Beantworte mithilfe des Seitentextes unten die folgenden Fragen:
(a) Wen bezog Stanjek über Böhmen, Mähren und Österreichisch-Schlesien hinaus in den tschechoslawischen Staat ein?
(b) Wogegen verwahrte sich der Vertreter der Ukrainer?
(c) An welchem Tag antwortete der Ministerpräsident mit seiner Gegenerklärung?
====== Seitentext
Der Tscheche Stanjek forderte für die habsburgische Monarchie die
Umgestaltung in eine Förderation von "freien und gleichberechtigten
Staaten" und für den tschechoslawischen Staat nicht nur das von den
historischen Grenzen umfaßte Gebiet Böhmens, Mährens und
Österreichisch-Schlesiens sondern auch die Slowaken, jenen
"tschechoslawischen Stamm, welcher zusammenhängend an den
historischen Grenzen" des tschechischen Vaterlandes lebt. Der Geistliche
Koroschetz meldete als südslawische Forderung die Vereinigung aller in
der Monarchie wohnenden Slowenen, Kroaten und Serben zu einem
demokratischen Staatskörper unter Habsburg Zepter an. Der Vertreter der
Ukrainer verwahrte sich aufs heftigste gegen die Absicht, Ostgalizien an den
künftigen polnischen Staat auszuliefern, und verlangte für dieses
Land gleichfalls bundesstaatliche Selbständigkeit. Die Polen traten
für eine Vereinigung aller Volksgenossen zu einem geeinten,
unabhängigen Staate ein. Der Ministerpräsident antwortete diesen
von der Thronrede weit abweichenden Kundgebungen am 12. Juni mit der
Gegenerklärung, daß "sein Programm Österreich" sei, jenes
"Österreich, wie es in einer ruhmvollen, geschichtlichen Entwicklung
geworden und gewachsen ist, wie es in diesem Kriege das Bewußtsein
seiner unzerstörbaren Kräfte neu gefunden hat... wie es sich im
Vollgefühle verjüngter Lebensenergien anschickt, ein
mächtiger Faktor in der wirtschaftlichen und sozialen Neuentwicklung der
Zukunft zu werden - das Österreich, als ehrwürdige, stolze,
feste und ewige Burg seiner Völker..." Graf Clam glaubte an sein Vaterland
mit der gleichen Inbrunst wie ungezählte der besten alten
Österreicher.
============
====== Datensätze
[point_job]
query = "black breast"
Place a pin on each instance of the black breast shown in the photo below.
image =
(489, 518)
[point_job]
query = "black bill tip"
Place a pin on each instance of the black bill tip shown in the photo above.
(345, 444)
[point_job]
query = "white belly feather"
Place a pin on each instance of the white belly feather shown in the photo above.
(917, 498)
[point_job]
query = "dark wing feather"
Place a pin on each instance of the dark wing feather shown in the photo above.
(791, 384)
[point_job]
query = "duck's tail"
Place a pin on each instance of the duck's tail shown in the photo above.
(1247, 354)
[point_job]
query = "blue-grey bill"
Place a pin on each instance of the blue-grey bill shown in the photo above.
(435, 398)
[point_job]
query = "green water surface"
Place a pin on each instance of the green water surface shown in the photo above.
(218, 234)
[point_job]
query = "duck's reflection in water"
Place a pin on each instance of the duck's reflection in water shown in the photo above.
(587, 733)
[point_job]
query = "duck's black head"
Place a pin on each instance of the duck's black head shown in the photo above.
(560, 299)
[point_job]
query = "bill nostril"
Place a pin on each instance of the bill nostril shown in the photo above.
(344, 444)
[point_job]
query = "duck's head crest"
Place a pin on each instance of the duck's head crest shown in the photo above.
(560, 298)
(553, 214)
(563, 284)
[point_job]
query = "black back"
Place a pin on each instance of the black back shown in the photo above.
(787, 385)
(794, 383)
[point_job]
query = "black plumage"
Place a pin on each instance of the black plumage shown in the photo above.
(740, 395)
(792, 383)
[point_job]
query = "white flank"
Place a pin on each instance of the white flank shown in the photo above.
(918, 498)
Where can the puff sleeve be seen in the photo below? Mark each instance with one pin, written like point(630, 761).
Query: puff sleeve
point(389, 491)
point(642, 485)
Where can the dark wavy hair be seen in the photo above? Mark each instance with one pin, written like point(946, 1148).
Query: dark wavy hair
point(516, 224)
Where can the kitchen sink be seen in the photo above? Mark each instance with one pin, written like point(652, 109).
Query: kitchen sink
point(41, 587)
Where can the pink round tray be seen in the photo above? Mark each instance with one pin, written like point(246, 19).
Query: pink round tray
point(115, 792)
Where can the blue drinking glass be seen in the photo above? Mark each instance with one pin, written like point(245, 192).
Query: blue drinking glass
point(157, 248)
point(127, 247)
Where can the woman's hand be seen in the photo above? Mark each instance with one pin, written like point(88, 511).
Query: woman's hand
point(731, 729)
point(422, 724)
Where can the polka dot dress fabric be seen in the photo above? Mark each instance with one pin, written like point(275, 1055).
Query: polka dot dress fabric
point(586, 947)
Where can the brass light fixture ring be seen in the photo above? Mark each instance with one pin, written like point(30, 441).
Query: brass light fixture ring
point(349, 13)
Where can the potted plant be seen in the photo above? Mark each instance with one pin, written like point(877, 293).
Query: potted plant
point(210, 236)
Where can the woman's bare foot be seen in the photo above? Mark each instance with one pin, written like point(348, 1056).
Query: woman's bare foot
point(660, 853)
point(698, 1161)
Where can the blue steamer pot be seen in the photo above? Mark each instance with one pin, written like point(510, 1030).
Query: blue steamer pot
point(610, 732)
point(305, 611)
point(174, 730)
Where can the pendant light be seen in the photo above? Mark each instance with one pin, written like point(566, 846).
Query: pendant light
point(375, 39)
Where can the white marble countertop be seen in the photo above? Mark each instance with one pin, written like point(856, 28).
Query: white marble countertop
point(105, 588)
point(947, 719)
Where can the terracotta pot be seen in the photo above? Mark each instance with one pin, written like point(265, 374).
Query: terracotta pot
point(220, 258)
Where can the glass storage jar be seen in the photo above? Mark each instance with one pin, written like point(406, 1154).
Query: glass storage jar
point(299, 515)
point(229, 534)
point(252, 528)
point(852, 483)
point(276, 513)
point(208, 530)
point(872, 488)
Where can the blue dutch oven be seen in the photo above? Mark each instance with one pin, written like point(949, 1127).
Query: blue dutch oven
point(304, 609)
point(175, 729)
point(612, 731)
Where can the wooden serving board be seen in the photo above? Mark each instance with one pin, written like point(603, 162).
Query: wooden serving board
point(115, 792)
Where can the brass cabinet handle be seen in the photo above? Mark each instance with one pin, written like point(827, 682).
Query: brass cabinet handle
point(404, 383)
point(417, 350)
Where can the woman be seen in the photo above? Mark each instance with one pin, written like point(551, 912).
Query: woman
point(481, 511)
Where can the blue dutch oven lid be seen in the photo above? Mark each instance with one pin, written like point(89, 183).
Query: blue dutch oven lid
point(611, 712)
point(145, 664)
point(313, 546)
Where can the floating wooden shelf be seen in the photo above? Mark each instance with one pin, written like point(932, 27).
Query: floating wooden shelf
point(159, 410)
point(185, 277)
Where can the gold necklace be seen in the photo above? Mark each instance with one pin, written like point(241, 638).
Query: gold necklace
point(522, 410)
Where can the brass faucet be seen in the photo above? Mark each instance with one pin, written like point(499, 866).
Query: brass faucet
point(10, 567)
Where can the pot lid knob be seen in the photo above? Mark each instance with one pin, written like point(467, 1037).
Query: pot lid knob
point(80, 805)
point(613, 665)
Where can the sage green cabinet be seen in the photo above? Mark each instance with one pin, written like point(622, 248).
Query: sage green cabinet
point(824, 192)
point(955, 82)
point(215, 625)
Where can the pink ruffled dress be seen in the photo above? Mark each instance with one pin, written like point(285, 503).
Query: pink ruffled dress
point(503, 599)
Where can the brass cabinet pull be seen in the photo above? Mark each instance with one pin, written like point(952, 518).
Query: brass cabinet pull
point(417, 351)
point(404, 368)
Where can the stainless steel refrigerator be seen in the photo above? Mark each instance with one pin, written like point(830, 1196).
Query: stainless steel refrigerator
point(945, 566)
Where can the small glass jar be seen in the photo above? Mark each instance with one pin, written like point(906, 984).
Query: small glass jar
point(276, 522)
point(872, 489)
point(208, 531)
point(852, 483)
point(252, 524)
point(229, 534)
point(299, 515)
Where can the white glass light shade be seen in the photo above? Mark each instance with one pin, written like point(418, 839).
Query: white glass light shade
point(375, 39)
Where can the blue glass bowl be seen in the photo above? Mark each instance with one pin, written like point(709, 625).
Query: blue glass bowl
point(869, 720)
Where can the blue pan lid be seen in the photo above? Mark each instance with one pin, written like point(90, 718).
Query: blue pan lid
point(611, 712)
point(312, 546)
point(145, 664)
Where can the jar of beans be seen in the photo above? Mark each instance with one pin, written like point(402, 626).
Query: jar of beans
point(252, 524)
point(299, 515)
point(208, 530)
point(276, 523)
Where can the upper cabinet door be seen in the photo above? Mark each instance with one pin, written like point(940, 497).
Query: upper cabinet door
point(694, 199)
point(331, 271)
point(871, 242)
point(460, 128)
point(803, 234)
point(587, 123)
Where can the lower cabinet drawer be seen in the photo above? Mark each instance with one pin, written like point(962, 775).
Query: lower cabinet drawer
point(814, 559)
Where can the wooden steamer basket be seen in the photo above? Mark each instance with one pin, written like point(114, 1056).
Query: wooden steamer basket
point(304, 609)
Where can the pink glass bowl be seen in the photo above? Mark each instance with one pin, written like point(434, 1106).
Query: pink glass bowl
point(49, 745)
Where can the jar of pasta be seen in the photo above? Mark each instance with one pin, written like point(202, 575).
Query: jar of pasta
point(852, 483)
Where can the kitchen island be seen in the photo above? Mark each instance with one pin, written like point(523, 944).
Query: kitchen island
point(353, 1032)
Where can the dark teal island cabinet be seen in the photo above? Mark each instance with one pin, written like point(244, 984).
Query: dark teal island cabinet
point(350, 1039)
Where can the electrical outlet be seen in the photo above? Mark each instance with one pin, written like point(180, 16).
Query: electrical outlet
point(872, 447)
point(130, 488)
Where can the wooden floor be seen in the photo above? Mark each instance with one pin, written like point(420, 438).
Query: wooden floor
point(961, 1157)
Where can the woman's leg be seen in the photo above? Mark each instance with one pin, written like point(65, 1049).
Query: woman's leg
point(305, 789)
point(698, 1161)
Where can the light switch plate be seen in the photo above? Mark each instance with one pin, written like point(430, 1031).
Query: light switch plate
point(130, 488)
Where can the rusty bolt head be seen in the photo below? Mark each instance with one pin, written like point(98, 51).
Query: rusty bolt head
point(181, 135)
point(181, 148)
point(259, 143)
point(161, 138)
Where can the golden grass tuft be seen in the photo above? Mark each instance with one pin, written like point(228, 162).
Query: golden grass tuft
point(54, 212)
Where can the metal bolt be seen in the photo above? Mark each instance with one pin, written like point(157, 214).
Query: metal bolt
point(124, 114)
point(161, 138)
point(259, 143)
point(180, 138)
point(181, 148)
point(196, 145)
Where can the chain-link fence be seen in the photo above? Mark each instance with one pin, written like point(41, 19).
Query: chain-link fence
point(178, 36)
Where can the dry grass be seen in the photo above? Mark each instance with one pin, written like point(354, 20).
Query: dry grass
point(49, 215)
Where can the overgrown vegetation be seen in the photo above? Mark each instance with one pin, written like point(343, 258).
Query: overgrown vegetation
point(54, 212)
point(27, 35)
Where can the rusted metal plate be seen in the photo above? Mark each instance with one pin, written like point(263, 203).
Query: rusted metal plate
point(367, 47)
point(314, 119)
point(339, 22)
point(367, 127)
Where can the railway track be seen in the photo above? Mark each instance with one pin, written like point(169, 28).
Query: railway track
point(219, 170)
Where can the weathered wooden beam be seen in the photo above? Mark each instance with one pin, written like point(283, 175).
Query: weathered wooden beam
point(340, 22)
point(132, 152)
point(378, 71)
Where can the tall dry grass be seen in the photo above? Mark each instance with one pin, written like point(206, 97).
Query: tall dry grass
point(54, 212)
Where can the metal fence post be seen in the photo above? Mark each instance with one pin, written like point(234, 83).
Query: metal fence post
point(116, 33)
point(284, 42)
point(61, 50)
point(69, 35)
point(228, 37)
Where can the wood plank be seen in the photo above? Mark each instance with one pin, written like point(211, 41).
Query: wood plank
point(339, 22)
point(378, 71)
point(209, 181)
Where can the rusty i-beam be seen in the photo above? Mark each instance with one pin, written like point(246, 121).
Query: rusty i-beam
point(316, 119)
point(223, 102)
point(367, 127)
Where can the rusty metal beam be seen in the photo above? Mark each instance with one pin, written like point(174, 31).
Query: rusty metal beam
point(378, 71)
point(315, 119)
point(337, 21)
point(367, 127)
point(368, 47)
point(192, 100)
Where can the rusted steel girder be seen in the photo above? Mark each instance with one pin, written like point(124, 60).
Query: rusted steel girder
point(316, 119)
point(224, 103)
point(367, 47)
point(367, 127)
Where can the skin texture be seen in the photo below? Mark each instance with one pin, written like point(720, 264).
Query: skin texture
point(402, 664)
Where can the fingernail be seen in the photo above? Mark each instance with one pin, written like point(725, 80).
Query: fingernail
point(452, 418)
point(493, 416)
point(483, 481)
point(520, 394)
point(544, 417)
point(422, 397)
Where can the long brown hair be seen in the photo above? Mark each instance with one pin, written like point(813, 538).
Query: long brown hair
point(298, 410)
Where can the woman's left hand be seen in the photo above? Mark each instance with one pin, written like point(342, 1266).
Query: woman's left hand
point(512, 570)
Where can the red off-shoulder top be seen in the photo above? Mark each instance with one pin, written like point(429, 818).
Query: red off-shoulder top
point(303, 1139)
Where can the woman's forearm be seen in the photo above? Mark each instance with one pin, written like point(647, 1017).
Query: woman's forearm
============
## Antwort
(a) Die Slowaken.
(b) Gegen die Absicht, Ostgalizien an den künftigen polnischen Staat auszuliefern.
(c) Am 12. Juni.